> _Problem description_
Collect every line in the rows below that contains the word "referee".

[BEGIN Exercise inputs]

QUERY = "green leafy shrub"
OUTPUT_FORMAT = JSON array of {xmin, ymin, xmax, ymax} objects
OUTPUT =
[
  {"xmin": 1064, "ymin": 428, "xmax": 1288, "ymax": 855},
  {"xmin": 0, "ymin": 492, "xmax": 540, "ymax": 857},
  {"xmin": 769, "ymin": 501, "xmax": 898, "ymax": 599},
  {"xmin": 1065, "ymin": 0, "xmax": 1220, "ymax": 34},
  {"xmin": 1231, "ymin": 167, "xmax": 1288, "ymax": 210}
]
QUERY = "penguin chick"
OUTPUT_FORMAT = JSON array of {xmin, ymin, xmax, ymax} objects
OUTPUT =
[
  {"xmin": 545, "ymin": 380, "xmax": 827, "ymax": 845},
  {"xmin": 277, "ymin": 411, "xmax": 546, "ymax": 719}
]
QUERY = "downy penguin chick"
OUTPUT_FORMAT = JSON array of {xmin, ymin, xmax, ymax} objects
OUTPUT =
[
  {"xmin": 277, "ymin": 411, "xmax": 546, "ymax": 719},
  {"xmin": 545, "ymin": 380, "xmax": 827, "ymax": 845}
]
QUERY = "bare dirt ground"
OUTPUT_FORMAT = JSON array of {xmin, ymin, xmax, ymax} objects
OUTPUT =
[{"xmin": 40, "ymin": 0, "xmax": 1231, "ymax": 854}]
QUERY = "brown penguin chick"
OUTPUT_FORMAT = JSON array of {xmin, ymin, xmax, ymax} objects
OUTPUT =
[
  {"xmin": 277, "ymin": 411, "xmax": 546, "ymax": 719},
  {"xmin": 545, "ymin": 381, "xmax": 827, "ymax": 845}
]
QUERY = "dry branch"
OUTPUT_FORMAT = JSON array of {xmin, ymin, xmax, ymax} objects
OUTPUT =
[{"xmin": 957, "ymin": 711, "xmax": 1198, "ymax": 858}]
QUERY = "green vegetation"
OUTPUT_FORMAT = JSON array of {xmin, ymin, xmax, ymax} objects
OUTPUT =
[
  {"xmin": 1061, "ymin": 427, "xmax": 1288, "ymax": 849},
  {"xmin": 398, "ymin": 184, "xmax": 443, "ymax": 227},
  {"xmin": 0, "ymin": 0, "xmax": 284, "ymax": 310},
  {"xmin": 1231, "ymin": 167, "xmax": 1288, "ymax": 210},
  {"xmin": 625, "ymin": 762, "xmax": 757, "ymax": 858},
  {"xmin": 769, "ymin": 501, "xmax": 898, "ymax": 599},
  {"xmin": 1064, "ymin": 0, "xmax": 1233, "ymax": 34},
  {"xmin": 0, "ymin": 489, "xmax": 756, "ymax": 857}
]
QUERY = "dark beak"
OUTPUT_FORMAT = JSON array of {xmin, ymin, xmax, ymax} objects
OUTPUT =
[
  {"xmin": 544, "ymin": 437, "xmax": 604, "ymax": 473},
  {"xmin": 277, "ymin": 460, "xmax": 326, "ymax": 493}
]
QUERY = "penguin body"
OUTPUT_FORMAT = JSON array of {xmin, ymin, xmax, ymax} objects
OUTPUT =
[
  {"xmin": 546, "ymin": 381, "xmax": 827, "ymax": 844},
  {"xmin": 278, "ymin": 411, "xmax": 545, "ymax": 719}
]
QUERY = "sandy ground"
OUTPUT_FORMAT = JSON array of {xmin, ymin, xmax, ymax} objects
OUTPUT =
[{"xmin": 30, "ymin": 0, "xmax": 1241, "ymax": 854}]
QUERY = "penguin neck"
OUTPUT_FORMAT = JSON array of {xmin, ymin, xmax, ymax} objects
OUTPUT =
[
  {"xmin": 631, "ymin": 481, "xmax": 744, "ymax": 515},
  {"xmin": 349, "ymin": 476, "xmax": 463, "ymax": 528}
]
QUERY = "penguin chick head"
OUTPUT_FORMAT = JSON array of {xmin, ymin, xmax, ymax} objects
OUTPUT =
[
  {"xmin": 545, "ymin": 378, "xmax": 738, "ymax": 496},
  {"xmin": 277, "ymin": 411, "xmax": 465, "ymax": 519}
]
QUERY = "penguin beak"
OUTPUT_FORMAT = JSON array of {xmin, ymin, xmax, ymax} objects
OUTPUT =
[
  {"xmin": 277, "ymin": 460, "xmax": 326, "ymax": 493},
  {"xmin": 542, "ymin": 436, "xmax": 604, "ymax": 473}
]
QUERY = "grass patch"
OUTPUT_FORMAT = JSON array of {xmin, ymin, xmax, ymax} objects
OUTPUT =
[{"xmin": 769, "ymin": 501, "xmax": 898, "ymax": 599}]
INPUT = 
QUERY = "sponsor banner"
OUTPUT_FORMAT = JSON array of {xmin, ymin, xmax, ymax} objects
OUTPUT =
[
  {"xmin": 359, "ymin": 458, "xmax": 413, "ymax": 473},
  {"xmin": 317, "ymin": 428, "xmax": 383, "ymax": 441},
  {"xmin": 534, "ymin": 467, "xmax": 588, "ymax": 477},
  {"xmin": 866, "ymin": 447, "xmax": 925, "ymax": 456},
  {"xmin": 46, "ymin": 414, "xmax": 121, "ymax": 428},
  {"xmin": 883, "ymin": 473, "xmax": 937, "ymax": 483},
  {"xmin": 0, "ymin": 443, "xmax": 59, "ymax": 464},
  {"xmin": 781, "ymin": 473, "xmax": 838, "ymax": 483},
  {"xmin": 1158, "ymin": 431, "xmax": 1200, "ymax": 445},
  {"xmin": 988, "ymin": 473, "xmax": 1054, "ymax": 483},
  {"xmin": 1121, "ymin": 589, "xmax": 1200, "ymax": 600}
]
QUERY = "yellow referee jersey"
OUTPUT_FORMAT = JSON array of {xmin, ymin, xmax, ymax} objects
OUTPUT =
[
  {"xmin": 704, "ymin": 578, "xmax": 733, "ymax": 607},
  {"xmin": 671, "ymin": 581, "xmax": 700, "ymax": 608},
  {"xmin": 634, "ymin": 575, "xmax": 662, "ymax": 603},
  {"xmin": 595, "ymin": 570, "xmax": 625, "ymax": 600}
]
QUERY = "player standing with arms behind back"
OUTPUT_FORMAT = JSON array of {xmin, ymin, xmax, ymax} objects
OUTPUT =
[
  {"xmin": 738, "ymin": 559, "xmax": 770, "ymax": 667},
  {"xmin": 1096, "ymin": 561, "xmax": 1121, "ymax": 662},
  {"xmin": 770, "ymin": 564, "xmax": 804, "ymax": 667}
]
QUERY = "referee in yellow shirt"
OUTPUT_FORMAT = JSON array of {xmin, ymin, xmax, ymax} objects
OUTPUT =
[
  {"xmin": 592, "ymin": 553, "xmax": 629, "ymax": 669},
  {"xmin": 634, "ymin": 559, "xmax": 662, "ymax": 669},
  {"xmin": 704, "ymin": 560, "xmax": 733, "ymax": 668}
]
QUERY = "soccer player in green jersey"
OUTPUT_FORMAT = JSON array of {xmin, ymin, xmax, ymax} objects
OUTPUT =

[END Exercise inputs]

> _Written solution_
QUERY = "yellow referee jersey"
QUERY = "referee in yellow shirt"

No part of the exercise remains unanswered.